#### [To do]
Please list every line in the records below that contains the word "frame".

═════ Source material ═════

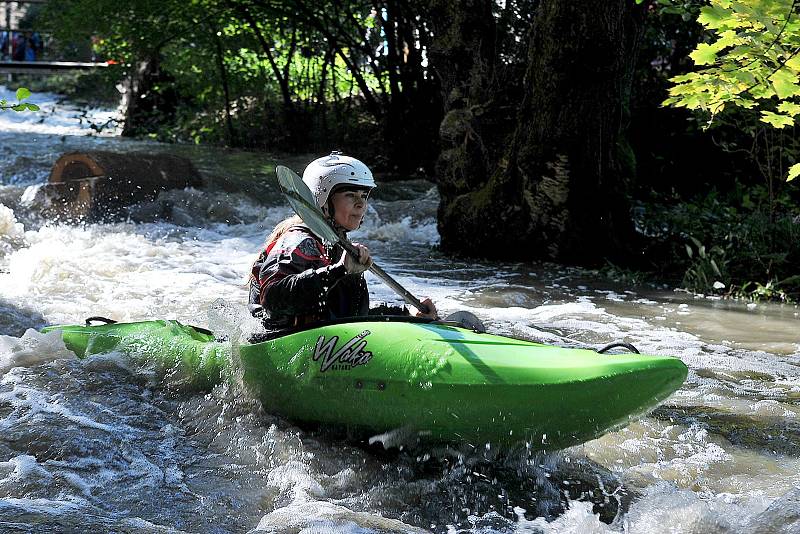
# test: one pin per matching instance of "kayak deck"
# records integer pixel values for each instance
(443, 383)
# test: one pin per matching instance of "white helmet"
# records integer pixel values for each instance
(325, 173)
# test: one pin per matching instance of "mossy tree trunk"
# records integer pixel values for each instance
(558, 190)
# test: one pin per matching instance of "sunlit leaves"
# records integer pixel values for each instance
(794, 171)
(22, 94)
(748, 60)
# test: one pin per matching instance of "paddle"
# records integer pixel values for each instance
(302, 201)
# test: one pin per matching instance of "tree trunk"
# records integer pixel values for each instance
(561, 182)
(144, 106)
(462, 54)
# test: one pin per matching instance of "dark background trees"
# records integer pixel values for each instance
(535, 115)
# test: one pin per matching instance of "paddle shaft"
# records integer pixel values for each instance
(318, 223)
(387, 279)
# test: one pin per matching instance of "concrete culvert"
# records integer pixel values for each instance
(98, 185)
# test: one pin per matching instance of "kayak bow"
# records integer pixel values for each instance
(445, 383)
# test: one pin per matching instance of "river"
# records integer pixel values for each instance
(112, 444)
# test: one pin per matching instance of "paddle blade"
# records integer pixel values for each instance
(302, 201)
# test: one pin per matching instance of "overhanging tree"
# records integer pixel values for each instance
(557, 190)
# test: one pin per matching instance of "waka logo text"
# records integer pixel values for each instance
(351, 354)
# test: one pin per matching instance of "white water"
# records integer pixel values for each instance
(110, 444)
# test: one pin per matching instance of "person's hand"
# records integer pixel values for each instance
(431, 313)
(357, 265)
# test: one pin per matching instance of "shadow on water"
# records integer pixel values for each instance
(15, 320)
(449, 486)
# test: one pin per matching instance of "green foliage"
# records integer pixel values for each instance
(247, 71)
(750, 61)
(729, 245)
(22, 95)
(707, 268)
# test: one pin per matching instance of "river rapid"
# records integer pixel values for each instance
(116, 444)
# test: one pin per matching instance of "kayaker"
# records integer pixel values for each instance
(297, 279)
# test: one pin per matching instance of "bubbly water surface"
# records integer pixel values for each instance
(115, 443)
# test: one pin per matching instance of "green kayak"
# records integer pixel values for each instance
(440, 382)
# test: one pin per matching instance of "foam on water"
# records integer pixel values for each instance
(109, 444)
(33, 348)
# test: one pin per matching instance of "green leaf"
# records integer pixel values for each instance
(789, 108)
(794, 171)
(776, 120)
(785, 83)
(715, 17)
(704, 54)
(728, 38)
(794, 63)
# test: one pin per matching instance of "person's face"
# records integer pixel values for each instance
(349, 207)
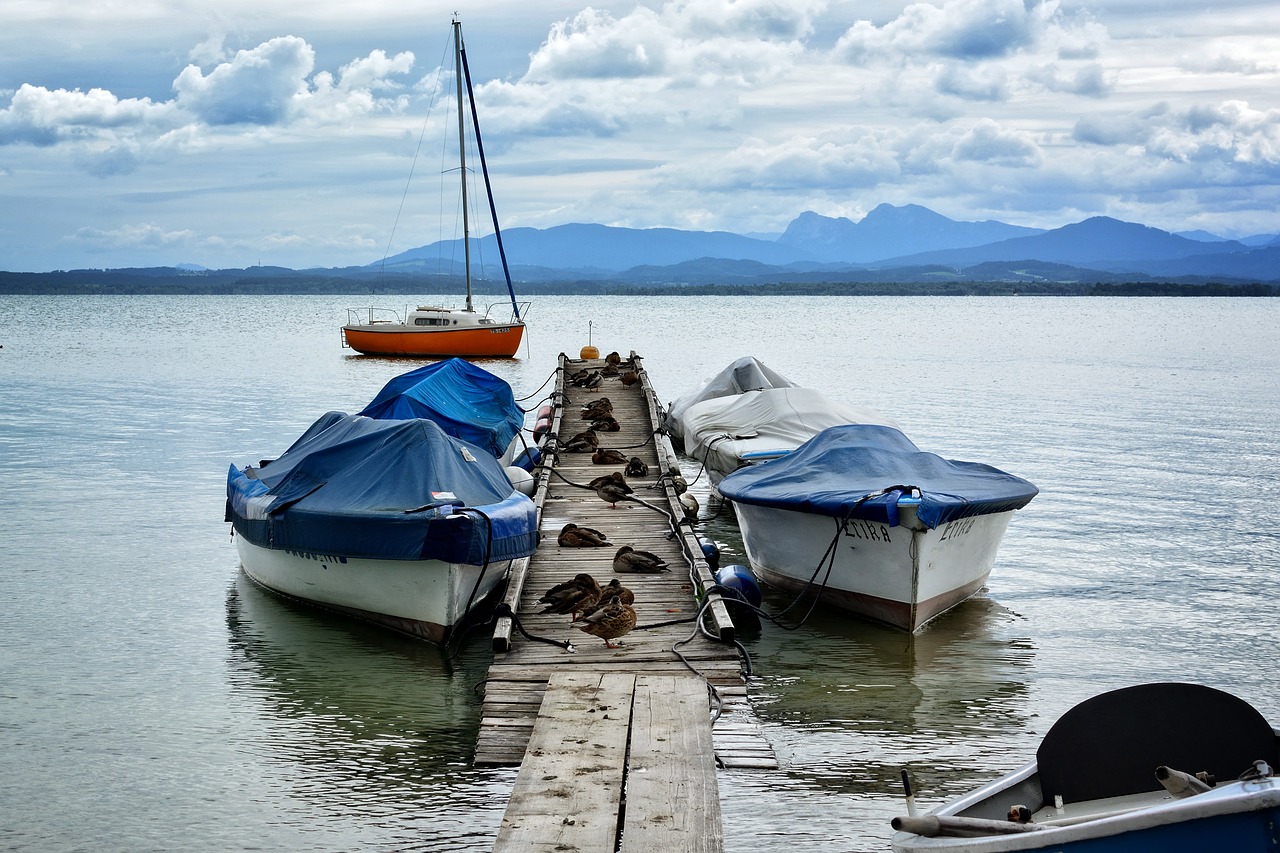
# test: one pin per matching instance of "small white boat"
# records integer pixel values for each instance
(874, 524)
(388, 520)
(749, 414)
(1166, 767)
(437, 331)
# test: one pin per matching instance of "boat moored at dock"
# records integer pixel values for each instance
(876, 525)
(1170, 766)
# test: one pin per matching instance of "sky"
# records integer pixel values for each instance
(151, 133)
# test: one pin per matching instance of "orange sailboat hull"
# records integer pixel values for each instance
(498, 341)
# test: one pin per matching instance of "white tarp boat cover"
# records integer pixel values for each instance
(745, 374)
(726, 433)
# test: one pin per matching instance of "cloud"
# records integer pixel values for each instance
(142, 236)
(257, 86)
(1230, 132)
(959, 30)
(987, 142)
(42, 117)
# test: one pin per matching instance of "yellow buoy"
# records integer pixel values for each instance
(589, 351)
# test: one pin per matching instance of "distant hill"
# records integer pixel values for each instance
(890, 245)
(603, 247)
(888, 232)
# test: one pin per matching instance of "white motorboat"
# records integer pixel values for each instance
(874, 525)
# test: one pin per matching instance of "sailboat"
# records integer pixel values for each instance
(435, 331)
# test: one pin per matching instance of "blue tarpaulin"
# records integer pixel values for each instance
(860, 471)
(466, 401)
(392, 489)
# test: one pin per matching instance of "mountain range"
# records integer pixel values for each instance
(906, 242)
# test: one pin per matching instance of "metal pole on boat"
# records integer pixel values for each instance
(462, 155)
(910, 794)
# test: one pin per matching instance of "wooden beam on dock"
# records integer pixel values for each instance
(617, 762)
(617, 747)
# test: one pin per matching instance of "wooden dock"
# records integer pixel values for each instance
(617, 747)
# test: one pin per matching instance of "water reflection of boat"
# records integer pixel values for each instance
(964, 676)
(350, 684)
(1168, 766)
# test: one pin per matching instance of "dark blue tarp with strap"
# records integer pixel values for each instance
(392, 489)
(469, 402)
(860, 471)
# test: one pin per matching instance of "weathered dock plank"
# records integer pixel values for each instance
(616, 743)
(568, 790)
(672, 796)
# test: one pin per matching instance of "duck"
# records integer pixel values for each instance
(611, 493)
(611, 621)
(627, 560)
(616, 478)
(604, 456)
(590, 381)
(677, 480)
(575, 537)
(572, 596)
(585, 442)
(613, 589)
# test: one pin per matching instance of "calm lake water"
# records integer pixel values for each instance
(151, 698)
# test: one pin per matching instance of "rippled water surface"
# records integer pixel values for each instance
(152, 698)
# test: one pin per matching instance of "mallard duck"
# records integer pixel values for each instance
(572, 596)
(590, 381)
(604, 456)
(585, 442)
(575, 537)
(615, 478)
(611, 493)
(611, 621)
(677, 480)
(627, 560)
(613, 589)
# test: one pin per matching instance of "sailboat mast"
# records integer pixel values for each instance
(462, 155)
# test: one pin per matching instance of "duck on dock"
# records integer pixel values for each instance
(584, 442)
(575, 537)
(627, 560)
(612, 492)
(613, 589)
(611, 621)
(572, 596)
(604, 456)
(616, 478)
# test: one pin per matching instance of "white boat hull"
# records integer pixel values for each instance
(424, 598)
(900, 575)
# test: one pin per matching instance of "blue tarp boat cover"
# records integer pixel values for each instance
(469, 402)
(389, 489)
(860, 471)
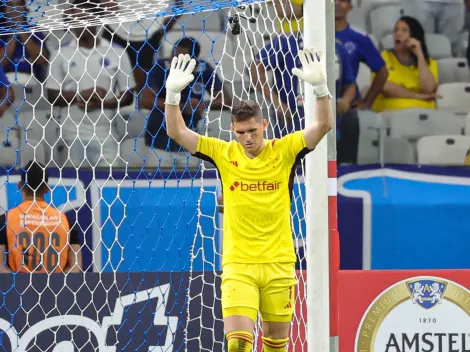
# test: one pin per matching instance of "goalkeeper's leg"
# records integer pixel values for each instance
(240, 304)
(277, 305)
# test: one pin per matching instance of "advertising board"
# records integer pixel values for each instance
(404, 311)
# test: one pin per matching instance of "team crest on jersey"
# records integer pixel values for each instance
(426, 293)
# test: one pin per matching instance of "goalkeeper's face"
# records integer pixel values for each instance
(250, 133)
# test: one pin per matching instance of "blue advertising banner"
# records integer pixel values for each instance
(110, 312)
(404, 217)
(392, 217)
(139, 221)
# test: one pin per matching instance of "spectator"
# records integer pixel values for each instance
(361, 49)
(84, 80)
(7, 94)
(35, 236)
(141, 39)
(153, 98)
(23, 52)
(448, 15)
(290, 14)
(346, 115)
(413, 76)
(280, 57)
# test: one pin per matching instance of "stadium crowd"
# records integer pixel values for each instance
(98, 107)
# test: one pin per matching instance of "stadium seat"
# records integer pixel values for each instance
(357, 18)
(453, 70)
(132, 125)
(397, 151)
(467, 124)
(413, 124)
(363, 76)
(443, 150)
(462, 44)
(454, 97)
(439, 46)
(370, 125)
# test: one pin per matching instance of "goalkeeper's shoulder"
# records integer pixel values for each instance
(211, 148)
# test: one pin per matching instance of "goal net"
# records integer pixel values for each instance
(84, 96)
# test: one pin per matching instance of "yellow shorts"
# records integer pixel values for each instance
(266, 288)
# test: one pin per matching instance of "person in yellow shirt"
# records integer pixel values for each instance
(290, 14)
(257, 179)
(413, 75)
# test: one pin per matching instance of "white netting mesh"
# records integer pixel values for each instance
(87, 102)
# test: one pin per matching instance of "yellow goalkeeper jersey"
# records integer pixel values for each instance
(257, 197)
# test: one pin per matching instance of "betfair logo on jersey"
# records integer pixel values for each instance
(260, 186)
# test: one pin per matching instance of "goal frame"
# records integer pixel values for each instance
(321, 192)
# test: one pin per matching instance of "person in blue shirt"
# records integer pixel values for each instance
(279, 56)
(153, 98)
(361, 49)
(23, 52)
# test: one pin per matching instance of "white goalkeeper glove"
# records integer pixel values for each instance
(181, 74)
(313, 70)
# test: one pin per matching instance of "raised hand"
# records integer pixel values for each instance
(313, 70)
(181, 74)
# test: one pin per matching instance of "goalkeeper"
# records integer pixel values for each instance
(257, 177)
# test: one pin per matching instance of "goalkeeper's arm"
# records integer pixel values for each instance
(314, 72)
(179, 77)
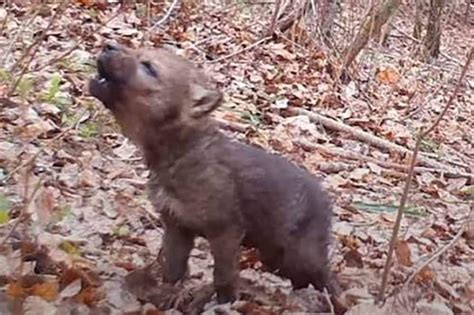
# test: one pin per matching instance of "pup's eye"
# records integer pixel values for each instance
(150, 70)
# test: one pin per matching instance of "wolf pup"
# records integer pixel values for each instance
(205, 184)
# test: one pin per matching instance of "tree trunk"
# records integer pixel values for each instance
(418, 18)
(432, 40)
(327, 14)
(378, 16)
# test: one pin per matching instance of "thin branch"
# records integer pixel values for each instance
(365, 136)
(455, 93)
(404, 198)
(398, 220)
(436, 255)
(275, 16)
(22, 215)
(261, 41)
(35, 46)
(165, 17)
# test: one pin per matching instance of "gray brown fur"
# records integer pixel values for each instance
(203, 183)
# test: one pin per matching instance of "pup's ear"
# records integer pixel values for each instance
(204, 99)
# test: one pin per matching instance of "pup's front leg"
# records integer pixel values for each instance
(225, 248)
(177, 244)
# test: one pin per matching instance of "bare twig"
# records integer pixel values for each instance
(436, 255)
(422, 134)
(58, 58)
(398, 220)
(34, 47)
(275, 16)
(241, 50)
(19, 32)
(166, 16)
(388, 165)
(22, 215)
(366, 137)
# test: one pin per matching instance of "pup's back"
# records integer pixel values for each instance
(287, 215)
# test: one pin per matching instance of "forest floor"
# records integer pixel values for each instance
(74, 213)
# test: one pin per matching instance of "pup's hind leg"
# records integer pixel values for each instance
(305, 265)
(177, 244)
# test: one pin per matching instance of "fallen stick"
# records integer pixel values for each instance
(367, 137)
(389, 165)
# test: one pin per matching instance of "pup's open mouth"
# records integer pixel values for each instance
(101, 86)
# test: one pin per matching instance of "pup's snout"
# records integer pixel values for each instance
(110, 47)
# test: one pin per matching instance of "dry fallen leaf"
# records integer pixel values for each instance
(402, 250)
(388, 75)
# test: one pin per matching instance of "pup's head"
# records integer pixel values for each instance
(147, 90)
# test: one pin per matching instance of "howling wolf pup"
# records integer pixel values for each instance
(205, 184)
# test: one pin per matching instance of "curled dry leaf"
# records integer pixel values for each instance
(402, 250)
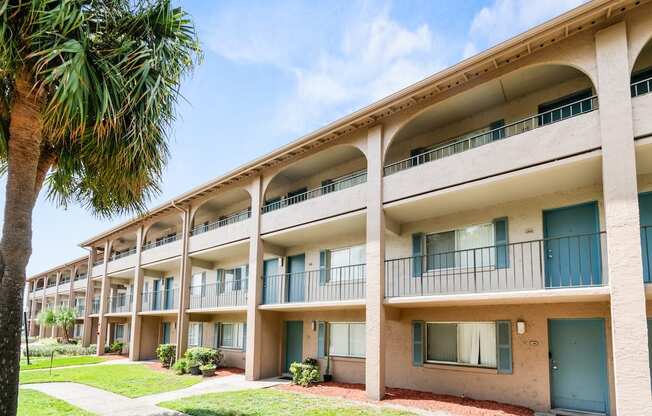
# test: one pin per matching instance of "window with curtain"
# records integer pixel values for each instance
(346, 339)
(232, 335)
(466, 343)
(464, 247)
(347, 256)
(194, 334)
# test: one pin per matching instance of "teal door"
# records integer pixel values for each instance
(645, 211)
(293, 344)
(572, 246)
(271, 284)
(578, 373)
(296, 277)
(169, 293)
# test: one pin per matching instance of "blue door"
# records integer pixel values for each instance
(645, 211)
(293, 344)
(271, 284)
(578, 373)
(572, 246)
(296, 277)
(169, 293)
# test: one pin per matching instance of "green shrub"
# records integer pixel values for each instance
(181, 366)
(305, 374)
(166, 354)
(204, 355)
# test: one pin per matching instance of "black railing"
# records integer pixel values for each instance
(160, 300)
(219, 295)
(324, 285)
(338, 185)
(231, 219)
(455, 146)
(120, 303)
(641, 87)
(552, 263)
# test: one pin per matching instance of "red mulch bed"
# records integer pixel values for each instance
(417, 399)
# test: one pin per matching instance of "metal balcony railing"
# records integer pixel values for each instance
(552, 263)
(231, 219)
(456, 146)
(95, 306)
(120, 303)
(229, 293)
(344, 183)
(641, 87)
(161, 241)
(323, 285)
(161, 300)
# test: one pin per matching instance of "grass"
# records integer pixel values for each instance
(270, 402)
(32, 402)
(61, 361)
(133, 380)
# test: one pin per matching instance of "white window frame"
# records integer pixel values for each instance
(330, 332)
(457, 363)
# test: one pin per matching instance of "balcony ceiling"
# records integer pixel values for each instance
(487, 95)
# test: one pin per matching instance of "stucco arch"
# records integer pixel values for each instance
(493, 94)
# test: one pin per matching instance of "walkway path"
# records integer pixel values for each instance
(104, 403)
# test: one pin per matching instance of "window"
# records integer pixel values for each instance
(195, 334)
(465, 247)
(466, 343)
(231, 335)
(346, 339)
(343, 257)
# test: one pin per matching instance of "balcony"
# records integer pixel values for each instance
(336, 284)
(120, 303)
(230, 294)
(548, 264)
(162, 300)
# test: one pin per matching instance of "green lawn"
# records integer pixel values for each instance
(61, 361)
(32, 403)
(270, 402)
(130, 380)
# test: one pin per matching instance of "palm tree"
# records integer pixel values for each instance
(87, 92)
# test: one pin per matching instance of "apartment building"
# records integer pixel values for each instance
(483, 232)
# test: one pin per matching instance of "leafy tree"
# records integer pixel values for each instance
(87, 93)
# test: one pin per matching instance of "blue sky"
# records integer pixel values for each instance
(274, 71)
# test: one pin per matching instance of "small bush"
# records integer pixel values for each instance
(181, 366)
(166, 354)
(203, 356)
(305, 374)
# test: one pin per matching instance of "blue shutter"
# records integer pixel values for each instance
(321, 339)
(418, 329)
(417, 253)
(504, 346)
(501, 234)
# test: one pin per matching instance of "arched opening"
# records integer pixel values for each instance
(328, 171)
(517, 102)
(642, 72)
(224, 209)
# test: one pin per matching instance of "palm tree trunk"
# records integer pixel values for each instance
(24, 152)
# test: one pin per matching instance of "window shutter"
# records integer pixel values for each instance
(321, 339)
(417, 253)
(501, 234)
(324, 260)
(418, 347)
(504, 346)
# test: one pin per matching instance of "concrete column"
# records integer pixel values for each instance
(104, 298)
(184, 288)
(88, 300)
(375, 313)
(137, 306)
(253, 359)
(628, 317)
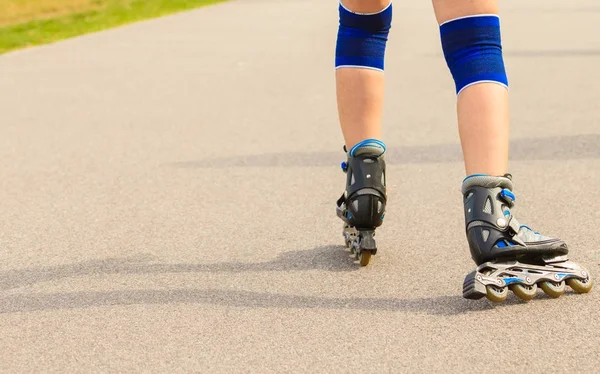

═════

#### [Written response]
# test: one pin per matching instance of "goal frame"
# test: one pin per matching instance of "white window frame"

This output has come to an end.